◆ Problem details: Copy out the records from the line with "Mark each instance of the sun" through the end of the records, keeping the requests. Shift every coordinate in the answers by adding 124 to each number.

[A run of records]
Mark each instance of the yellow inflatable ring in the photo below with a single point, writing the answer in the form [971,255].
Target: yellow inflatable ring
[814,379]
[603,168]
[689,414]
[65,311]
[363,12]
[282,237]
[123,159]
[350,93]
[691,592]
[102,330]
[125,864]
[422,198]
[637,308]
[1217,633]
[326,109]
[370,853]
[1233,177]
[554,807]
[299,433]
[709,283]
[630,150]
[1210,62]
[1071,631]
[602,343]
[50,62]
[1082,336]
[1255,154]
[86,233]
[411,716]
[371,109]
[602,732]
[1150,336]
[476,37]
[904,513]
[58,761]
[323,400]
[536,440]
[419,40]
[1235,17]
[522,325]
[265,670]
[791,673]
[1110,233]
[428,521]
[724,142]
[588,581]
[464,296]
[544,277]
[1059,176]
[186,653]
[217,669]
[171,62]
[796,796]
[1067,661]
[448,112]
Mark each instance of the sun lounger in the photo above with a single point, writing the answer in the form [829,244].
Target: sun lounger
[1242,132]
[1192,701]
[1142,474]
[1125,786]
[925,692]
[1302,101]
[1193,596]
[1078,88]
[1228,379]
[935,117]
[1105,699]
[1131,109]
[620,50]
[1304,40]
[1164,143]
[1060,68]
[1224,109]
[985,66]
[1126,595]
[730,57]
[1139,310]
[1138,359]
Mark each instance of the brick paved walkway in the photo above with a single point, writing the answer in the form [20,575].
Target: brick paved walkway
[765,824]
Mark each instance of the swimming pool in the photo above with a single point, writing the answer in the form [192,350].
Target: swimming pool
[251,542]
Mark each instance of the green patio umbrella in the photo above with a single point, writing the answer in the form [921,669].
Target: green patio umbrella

◆ Exercise answer:
Mark each instance of the sun lounger in the photo above with a single point, writing the answer in the form [829,244].
Target: sun lounger
[1366,256]
[1316,825]
[1266,598]
[1249,910]
[1049,816]
[1426,225]
[1317,720]
[1202,212]
[1352,503]
[1059,241]
[1229,823]
[1255,233]
[744,174]
[1428,164]
[1288,267]
[1184,192]
[1348,233]
[1109,190]
[1250,719]
[854,181]
[1263,434]
[1262,483]
Mark each instance of the brick paved walkway in the photo above with a single point, writing the answer in the form [20,575].
Target: brick paved walkway
[889,948]
Mark each instance of the swimming pool in the photo above with a single point, writing the answer in the form [192,350].
Target: swimming pool
[375,666]
Mark each instance of the green patio umbrella in the photo above with a single point, writing the answer in the form [921,669].
Target: green patio umbrella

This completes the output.